PASSAGE >>
Every few months my daughter’s public elementary school, like schools all around the country, practices emergency lockdown measures. “If there’s a bear outside, we go into our closet and turn off the lights,” my daughter, who’s seven, explained to me after the most recent drill. “We lie on the floor and put backpacks on our heads, all squished together. We’re not allowed to talk because bears are much stronger than people and can crash through the windows and get us. We have to stay in the closet for an hour until it’s safe.”
As a second grader, my daughter and her classmates are still too young to know exactly what–or who—they’re defending against. Bears, of course, aren’t nearly as grave a danger facing school children as gun violence, as last month’s deadly school shooting at Umpqua Community College in Oregon reminded us. The tragedy was the295th mass shooting in the U.S this year, on the 274th day of the year.
Even when school violence happens across the country to children and people we don’t know, the trauma affects us all, to varying degrees. After the Roseburg tragedy, I’ve been plagued by the same panicky thought as 150 million other parents in the U.S.: Are my kids safe in school? And, according to the American Psychological Association, children who hear about shootings through news outlets and at school are especially vulnerable to heightened anxiety and stress. Common symptoms include nightmares, regressing to younger behaviors like bed-wetting or thumb-sucking, and trouble concentrating in school. My husband and I don’t discuss traumatic events with our young daughters unless they ask, but we can’t shelter them completely from the risks or the fears.
What we can do is help them cope and try to ensure that the recent spate of violence—and attacks that may occur in the future—don’t leave them with lasting emotional trauma. Among the common-sense strategies theDepartment of Interior recommends in the aftermath of a national tragedy: talking to your children about their fears, limiting their exposure to television and online news coverage, creating a safe environment at home, and resuming normal physical activities.

INFORMATION SHOWN >>
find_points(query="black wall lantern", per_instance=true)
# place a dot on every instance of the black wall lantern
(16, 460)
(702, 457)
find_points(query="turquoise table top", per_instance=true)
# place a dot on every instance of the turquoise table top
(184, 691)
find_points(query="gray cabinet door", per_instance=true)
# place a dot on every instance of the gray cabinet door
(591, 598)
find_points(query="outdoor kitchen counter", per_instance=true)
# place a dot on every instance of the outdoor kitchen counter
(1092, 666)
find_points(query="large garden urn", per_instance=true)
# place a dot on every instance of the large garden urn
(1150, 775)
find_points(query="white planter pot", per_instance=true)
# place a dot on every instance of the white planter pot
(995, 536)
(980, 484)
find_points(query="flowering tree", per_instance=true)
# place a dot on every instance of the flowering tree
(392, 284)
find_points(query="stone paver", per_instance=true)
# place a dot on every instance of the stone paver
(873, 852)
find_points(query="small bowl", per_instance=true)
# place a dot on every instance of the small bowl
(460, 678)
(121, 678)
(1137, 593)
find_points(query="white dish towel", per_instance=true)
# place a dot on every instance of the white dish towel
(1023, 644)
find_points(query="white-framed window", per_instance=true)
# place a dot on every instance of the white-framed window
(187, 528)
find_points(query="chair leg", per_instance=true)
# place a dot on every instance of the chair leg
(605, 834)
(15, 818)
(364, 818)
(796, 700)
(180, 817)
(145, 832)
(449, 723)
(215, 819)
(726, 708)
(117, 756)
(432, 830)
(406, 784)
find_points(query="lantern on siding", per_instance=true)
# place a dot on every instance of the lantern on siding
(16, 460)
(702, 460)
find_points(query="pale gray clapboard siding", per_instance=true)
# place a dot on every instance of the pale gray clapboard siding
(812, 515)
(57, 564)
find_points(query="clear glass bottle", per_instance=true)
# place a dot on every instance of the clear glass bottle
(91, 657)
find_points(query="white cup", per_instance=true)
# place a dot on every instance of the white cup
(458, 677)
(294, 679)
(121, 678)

PROMPT >> Continue the essay on school lockdown drills and children's fears of gun violence, starting right after its final sentence.

RESULT OF THE TASK >>
There’s another proven way to ease concerns and treat trauma: ecotherapy. That’s the term coined in the mid-1990s for using nature to promote psychological healing. “Nature therapies are being used very successfully to ease both emotional and physical trauma, and stress is one more form of this,” says Linda Buzzell, co-editor of the book Ecotherapy and a psychotherapist at Pacifica Graduate Institute in Santa Barbara, California.
The stats back her up. According to findings published in 2010 from the University of Essex, in England, five minutes of “green exercise” outside in nature was as effective in treating mild-to-moderate depression in people of all ages as taking anti-depression medication, with young people and the mentally ill benefiting most. A seminal 1984 study from physician Roger Ulrich found that hospital patients recovered faster from gallbladder surgery when they had a view of nature out the window. A Japanese study published in 2006 in the Journal of Physiological Anthropology determined that “forest therapy,” or walking through treed landscapes, has a calming effect on people—lowering levels of the stress hormone cortisol by 16 percent, as well as heart rate and blood pressure.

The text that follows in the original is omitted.